____ Trecho do texto

O hábito de mandar cartas voltou (e o carteiro também)

03/02/2020

Lançado há 34 anos nos Estados Unidos, “O carteiro chegou”, de Allan Ahlberg, se tornou sucesso mostrando a bem-humorada troca de correspondência entre personagens clássicos dos contos de fadas e a saga do carteiro que, entre uma xícara de chá e outra, entrega todas essas mensagens. Para alegria dos leitores, a história ganhou mais um episódio em “O Natal do carteiro”, em 1991, e agora outro, com “O carteiro encolheu!”. Dessa vez, ele não acorda muito bem, mas levanta da cama e segue para o trabalho… até ser atingido na cabeça pelo chocalho do bebê gigante! (Aliás, não são só os gigantes do primeiro livro que reaparecem nesta nova aventura…)

(Ilustração de "O carteiro encolheu!")

Mais de três décadas depois da primeira publicação, talvez pareça um tanto anacrônico lançar mais um livro infantil sobre cartas, para uma geração que já nasceu na era do WhatsApp, do 5G e do armazenamento em nuvem. Afinal, tirando os boletos e as multas de trânsito, envelopes selados parecem ter se tornado antiquados nesta pós-modernidade. “No passado, a carta continha a expressão do amor, normalmente contingenciado por grandes distâncias e longos intervalos de tempo. A carta - com papel, texto escrito, assinatura etc. era a materialidade possível”, explica semioticista Clotilde Perez, professora da Universidade de São Paulo (USP).

________

_Tarefa proposta A:_ Resuma em duas frases o texto sobre o hábito de mandar cartas.
_Tarefa proposta B:_ Reúna todas as linhas dos registros que contêm a palavra "grey".

____ Registros de dados

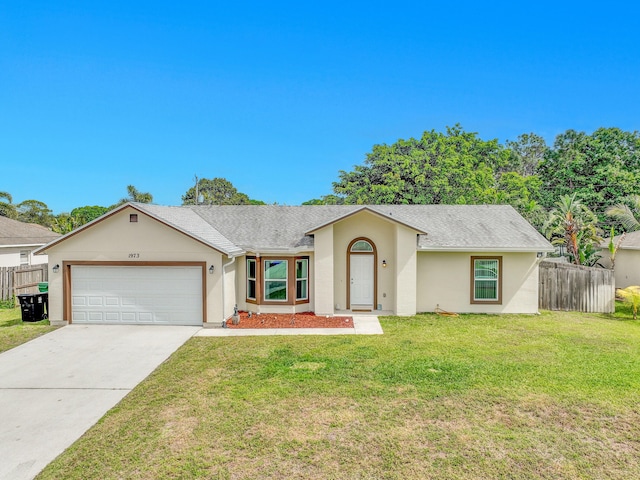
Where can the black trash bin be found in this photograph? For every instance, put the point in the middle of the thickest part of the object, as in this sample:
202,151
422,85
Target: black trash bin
33,306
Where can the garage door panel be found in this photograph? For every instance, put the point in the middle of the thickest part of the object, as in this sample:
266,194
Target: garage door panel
129,295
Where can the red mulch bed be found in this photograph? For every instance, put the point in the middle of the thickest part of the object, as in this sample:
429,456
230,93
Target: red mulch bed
289,320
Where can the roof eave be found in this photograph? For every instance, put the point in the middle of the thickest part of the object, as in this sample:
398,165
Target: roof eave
23,245
42,250
487,249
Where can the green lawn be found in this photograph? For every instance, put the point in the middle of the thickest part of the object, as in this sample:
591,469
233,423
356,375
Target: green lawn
550,396
13,331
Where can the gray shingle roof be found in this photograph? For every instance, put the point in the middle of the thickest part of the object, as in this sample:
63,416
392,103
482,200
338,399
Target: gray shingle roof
188,221
13,232
448,227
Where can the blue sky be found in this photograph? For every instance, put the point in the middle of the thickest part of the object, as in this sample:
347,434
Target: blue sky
277,97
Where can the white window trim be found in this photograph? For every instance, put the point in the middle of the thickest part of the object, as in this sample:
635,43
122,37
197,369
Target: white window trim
305,279
252,279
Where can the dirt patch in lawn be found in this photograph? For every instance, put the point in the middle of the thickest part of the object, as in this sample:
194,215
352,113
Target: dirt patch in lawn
290,320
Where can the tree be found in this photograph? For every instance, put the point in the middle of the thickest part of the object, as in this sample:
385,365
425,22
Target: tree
455,167
325,200
573,225
601,169
7,208
523,193
35,211
217,191
134,195
525,154
627,216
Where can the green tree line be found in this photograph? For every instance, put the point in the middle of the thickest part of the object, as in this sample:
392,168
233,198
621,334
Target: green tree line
571,191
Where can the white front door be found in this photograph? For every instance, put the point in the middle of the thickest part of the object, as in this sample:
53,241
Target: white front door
361,289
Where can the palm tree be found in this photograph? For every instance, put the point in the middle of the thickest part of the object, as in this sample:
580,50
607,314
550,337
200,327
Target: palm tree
573,225
626,215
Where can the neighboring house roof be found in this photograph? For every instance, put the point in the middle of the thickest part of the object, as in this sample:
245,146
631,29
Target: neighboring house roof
631,241
14,233
236,229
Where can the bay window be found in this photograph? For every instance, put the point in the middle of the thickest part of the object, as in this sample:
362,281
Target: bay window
276,280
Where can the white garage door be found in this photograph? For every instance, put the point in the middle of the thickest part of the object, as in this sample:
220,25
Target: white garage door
136,295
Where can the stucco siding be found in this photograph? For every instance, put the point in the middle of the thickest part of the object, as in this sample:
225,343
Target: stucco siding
382,233
444,280
323,271
10,256
116,239
627,267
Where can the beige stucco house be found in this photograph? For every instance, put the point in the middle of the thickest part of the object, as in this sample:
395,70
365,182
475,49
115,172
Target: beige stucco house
627,259
192,264
19,240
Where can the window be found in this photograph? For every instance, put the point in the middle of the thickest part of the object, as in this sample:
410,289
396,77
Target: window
486,280
251,278
275,280
361,246
302,279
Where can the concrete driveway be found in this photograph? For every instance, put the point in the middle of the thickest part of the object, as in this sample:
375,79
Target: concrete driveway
54,388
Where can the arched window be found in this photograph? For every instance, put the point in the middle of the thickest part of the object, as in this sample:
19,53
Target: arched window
361,246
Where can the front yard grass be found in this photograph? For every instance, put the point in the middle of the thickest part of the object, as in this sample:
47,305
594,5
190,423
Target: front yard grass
536,397
14,332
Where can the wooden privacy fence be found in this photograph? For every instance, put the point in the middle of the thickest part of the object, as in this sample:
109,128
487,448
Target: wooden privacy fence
564,286
17,280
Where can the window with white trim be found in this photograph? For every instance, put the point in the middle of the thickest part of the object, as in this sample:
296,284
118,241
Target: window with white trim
486,279
275,280
251,278
302,279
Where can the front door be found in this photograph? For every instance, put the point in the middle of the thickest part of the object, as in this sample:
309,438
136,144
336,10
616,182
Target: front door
361,288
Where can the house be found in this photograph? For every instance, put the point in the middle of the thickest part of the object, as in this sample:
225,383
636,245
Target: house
18,241
627,259
191,265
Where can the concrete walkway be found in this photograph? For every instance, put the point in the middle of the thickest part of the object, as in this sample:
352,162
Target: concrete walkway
54,388
362,325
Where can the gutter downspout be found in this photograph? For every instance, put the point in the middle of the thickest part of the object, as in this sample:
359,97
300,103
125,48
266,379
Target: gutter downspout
224,266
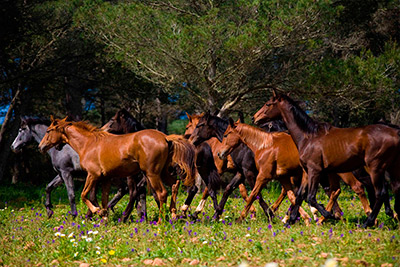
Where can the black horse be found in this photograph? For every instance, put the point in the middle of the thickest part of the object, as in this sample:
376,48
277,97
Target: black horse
124,122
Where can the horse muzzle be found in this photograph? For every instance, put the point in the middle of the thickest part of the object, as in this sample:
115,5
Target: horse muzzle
222,155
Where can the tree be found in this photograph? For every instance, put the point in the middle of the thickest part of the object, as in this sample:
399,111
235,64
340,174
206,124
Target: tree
216,52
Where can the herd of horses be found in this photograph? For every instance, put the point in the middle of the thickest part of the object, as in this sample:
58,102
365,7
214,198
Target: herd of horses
288,146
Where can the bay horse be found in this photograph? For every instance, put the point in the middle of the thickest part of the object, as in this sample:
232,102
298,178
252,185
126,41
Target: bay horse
65,162
212,127
222,166
123,122
104,155
276,157
324,148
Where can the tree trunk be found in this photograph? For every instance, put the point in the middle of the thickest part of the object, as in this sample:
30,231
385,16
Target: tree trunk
73,99
11,128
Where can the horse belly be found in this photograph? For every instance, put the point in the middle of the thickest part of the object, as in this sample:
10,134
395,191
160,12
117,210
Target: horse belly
122,169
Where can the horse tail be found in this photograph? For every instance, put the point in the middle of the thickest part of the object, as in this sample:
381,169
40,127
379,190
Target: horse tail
183,154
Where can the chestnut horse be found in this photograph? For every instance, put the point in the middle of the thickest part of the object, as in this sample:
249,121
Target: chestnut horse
212,127
104,155
276,156
324,149
226,165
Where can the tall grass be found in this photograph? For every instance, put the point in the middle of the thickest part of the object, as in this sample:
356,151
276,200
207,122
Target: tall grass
28,238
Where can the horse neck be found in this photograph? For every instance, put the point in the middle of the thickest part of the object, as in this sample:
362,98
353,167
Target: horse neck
77,138
38,131
254,138
296,123
221,126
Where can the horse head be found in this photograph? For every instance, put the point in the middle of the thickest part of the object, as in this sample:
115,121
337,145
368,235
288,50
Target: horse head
55,134
230,141
269,111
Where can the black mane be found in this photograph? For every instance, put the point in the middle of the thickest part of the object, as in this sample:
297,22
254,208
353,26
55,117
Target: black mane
30,121
305,122
132,124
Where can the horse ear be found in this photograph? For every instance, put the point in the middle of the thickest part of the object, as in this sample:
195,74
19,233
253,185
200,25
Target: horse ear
189,117
274,94
231,123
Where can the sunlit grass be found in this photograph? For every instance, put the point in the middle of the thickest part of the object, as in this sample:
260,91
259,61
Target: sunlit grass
29,238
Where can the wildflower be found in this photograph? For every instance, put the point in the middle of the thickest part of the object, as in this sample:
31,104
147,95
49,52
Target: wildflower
330,263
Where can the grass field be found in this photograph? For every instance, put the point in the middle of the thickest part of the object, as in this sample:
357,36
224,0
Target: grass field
28,238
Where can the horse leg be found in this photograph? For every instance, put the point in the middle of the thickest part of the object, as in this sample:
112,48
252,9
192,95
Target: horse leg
300,196
132,197
287,185
191,194
69,184
202,203
122,191
90,184
377,178
356,185
314,177
159,189
250,176
278,202
141,198
57,181
261,180
238,179
174,193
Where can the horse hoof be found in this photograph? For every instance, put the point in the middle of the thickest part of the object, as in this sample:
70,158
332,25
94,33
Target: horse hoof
239,220
49,213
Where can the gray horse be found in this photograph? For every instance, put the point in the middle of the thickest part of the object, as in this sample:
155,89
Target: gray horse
65,162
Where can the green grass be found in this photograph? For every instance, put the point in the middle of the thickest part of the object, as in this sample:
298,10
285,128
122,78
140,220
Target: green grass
28,238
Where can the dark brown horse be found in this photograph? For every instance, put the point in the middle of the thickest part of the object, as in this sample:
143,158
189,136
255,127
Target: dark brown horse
210,126
104,155
275,156
225,165
324,149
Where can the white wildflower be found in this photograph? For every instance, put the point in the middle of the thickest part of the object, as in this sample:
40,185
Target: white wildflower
330,263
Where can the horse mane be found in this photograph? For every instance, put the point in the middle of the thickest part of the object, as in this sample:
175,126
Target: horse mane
31,120
255,136
89,128
131,122
305,122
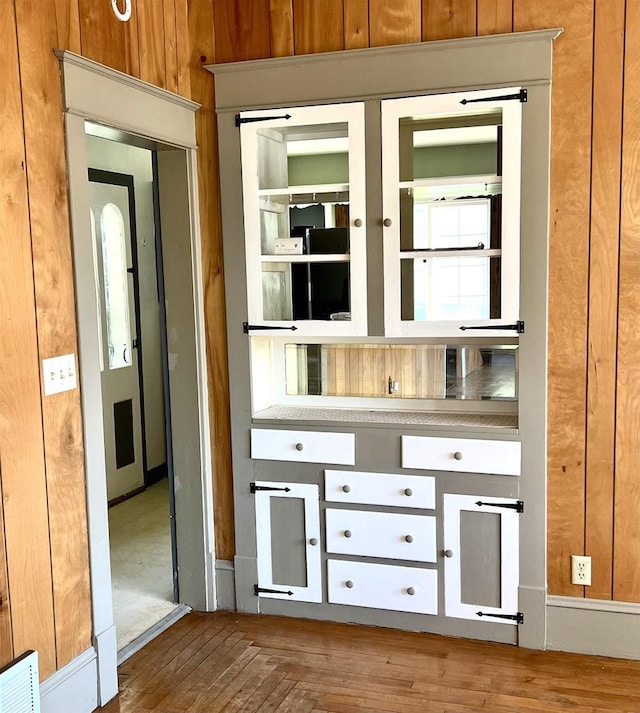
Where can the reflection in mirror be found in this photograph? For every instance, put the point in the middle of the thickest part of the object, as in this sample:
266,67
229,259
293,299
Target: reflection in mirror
421,371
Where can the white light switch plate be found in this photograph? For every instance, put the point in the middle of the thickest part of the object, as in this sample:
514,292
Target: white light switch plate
59,374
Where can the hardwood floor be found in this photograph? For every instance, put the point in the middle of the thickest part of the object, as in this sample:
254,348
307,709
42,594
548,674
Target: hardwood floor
224,662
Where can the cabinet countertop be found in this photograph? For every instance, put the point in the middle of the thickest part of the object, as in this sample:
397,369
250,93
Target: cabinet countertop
505,423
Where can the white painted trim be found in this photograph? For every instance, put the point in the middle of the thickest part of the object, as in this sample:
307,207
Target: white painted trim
312,592
593,627
73,687
70,58
594,605
509,557
115,99
396,50
88,93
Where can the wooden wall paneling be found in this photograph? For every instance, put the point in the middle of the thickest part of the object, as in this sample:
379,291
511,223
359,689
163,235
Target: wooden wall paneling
183,50
603,292
318,26
102,35
356,24
444,19
396,22
26,524
568,275
170,46
626,575
494,16
201,34
281,27
68,24
152,41
6,637
56,324
241,30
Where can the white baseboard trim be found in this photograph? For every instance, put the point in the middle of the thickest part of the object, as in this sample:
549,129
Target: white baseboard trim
73,688
225,585
593,626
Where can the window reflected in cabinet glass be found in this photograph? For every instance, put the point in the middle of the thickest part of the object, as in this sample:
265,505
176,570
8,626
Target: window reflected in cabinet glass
450,217
421,371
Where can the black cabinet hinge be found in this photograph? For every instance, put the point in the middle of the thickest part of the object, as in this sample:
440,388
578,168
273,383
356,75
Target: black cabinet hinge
518,506
517,617
246,327
516,327
262,590
521,96
252,119
253,488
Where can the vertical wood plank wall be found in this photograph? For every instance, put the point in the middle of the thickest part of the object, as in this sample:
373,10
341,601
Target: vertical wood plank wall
594,331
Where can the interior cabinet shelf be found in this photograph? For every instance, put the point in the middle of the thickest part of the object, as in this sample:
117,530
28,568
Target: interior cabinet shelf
338,257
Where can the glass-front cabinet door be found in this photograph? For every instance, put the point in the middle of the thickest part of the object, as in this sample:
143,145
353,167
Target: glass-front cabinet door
304,212
451,213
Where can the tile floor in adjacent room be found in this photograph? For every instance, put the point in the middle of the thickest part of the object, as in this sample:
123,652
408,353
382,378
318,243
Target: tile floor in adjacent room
140,540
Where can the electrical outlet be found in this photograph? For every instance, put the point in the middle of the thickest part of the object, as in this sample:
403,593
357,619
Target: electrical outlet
581,570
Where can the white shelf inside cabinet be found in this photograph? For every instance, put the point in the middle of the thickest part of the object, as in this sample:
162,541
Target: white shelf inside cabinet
329,257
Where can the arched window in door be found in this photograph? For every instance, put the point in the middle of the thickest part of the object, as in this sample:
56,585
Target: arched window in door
116,293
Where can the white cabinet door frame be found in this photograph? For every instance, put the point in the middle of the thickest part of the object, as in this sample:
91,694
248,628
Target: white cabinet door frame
509,557
443,105
326,115
310,495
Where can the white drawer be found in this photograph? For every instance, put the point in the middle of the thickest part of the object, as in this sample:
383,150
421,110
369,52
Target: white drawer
383,586
381,534
409,491
303,446
463,455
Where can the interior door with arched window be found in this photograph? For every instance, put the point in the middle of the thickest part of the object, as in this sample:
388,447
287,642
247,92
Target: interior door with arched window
114,244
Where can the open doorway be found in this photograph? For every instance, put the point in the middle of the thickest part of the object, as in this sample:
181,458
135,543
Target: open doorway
127,250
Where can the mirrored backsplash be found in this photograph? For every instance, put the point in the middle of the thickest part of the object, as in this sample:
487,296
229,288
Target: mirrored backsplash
416,371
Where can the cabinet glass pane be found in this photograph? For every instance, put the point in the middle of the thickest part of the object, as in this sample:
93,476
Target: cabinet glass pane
303,184
424,371
450,217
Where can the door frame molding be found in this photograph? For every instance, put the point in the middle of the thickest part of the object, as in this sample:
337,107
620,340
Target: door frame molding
137,110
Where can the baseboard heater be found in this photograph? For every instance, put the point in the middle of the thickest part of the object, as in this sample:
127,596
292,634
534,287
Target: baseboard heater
19,687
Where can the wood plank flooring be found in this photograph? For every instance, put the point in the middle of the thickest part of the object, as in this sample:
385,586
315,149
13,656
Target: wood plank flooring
224,662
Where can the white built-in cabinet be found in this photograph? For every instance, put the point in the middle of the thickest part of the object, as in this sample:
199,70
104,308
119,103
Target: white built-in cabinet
449,214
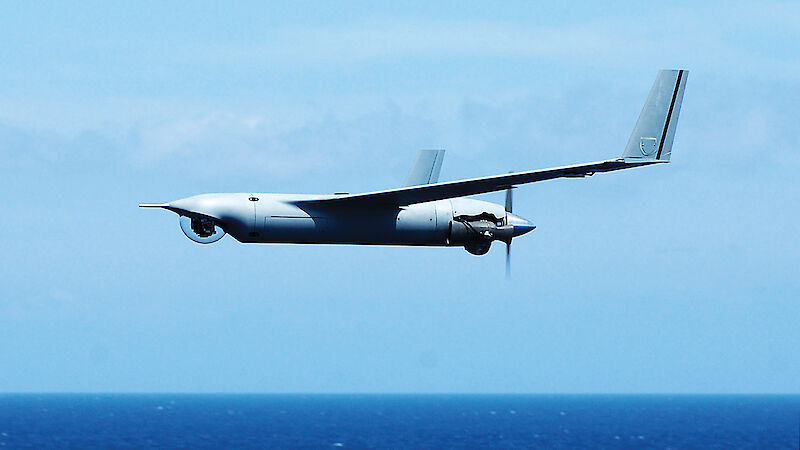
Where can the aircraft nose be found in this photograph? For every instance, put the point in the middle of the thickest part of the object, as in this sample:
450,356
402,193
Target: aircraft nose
521,226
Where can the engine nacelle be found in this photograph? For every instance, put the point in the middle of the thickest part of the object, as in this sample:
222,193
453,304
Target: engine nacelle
202,230
478,248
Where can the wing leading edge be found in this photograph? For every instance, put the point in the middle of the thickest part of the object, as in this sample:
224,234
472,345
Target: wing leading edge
650,143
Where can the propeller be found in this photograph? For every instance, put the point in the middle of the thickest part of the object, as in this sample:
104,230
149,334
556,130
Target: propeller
509,210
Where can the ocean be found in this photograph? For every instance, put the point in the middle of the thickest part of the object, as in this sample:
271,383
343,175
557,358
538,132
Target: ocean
399,421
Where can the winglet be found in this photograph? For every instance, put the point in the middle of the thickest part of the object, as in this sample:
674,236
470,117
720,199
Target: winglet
652,137
426,168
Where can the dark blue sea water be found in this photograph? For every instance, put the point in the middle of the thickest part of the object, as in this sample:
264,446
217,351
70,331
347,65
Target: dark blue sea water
398,421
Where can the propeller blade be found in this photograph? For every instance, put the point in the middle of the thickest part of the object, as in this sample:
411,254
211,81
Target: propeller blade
508,259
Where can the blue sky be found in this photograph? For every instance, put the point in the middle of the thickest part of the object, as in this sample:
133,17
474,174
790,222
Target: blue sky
667,279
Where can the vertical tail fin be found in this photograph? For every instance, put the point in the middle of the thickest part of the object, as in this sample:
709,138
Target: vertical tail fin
652,137
426,168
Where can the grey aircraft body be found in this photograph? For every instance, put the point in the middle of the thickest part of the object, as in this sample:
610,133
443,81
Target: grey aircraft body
424,211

________

_Solução do exercício A:_ "O carteiro chegou", de Allan Ahlberg, lançado há 34 anos nos Estados Unidos, fez sucesso ao mostrar a troca de correspondência entre personagens clássicos dos contos de fadas e ganhou continuações em "O Natal do carteiro", de 1991, e agora em "O carteiro encolheu!". Mais de três décadas depois, lançar outro livro infantil sobre cartas pode parecer anacrônico para uma geração nascida na era do WhatsApp, e a semioticista Clotilde Perez, da USP, explica que, no passado, a carta era a materialidade possível da expressão do amor.

_Solução do exercício B:_
Where can the grey aircraft body be found in this photograph? For every instance, put the point in the middle of the thickest part of the object, as in this sample:
Target: grey aircraft body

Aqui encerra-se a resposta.